### [Instructions]
[A] Write out everything in the post about a withdrawing student and a visit to the barn from "The news left" down to "for this child.".
[B] Extend the post about a withdrawing student and a visit to the barn, starting right after its last sentence.

### [Text passage]
BEGIN

I have a student with some serious disabilities. She is a real sweetie, and I love having her in my class, but her disabilities are proving too much for her to be able to remain in school. I received word this afternoon from her mother that she would most likely be withdrawing from school, perhaps even tomorrow.
The news left me feeling deflated and sad. We have worked so hard to meet her needs, but in all honesty, I am not surprised. It has been a real struggle for this child.
After aimlessly wandering around my room a bit, I closed my classroom up early instead of staying after school to grade papers. Time to head to the barn for some horse therapy.
Abby came up as soon as she hard me call. I opened the gate into the small paddock so she could walk through, put out my camp chair, and plopped myself down in it to think.
Abbs grazed around me, coming over occasionally to ask for a sugar cube, then resuming her grazing.
I got up and brushed her a couple of times, rubbing her itchy spots, and just chatting softly to her, all the while thinking about my student and the overwhelming, life-endangering things she must live with. Such a heavy load for small shoulders to carry!

END

### [Information provided]
BEGIN

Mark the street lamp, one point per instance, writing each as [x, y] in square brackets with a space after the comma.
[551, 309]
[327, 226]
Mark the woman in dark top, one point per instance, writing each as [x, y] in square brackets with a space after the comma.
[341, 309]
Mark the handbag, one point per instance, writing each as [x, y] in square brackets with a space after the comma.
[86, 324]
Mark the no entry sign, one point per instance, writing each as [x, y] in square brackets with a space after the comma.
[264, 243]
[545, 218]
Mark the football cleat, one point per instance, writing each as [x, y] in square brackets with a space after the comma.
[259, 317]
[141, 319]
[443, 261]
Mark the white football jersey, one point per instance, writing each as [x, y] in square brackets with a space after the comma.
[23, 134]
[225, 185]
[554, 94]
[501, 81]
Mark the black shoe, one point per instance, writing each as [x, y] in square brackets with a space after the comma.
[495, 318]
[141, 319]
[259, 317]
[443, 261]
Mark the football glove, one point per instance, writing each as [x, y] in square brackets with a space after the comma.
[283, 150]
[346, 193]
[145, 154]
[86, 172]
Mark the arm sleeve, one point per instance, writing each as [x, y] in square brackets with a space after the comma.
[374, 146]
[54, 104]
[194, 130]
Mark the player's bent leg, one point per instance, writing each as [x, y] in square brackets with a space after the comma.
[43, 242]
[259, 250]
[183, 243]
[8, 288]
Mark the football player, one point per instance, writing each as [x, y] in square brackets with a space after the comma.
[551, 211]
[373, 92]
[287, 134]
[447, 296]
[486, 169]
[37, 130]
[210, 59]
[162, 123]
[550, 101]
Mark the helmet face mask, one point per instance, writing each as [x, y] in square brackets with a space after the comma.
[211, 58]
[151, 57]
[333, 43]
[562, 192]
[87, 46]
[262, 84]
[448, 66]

END
BEGIN

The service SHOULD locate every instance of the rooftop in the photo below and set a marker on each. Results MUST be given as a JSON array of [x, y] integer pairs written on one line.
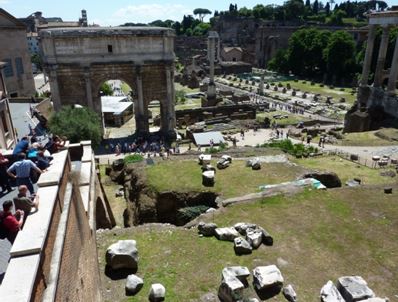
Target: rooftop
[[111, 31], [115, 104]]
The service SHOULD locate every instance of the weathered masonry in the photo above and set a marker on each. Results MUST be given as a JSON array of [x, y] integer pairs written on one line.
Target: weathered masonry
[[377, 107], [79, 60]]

END

### [Answers by item]
[A]
The news left me feeling deflated and sad. We have worked so hard to meet her needs, but in all honesty, I am not surprised. It has been a real struggle for this child.

[B]
When I was a child and had Abby's predecessor, Amy, I would seek solace with her if I had had a bad day or was concerned about something. Spending time with my horse brought me peace back then, just as it brings me peace now.
I cannot change the situation with my student - that's out of my hands and not my decision to make. I simply cannot fix everything in my students' lives, and what she must deal with is beyond my capabilities as a teacher. She needs far more than I can give her through academics and a good learning environment.
Being with Abby this afternoon helped put a bandaid, albeit a small one, over the gash in my heart as I tried to come to terms with the bad news that a child I loved was leaving.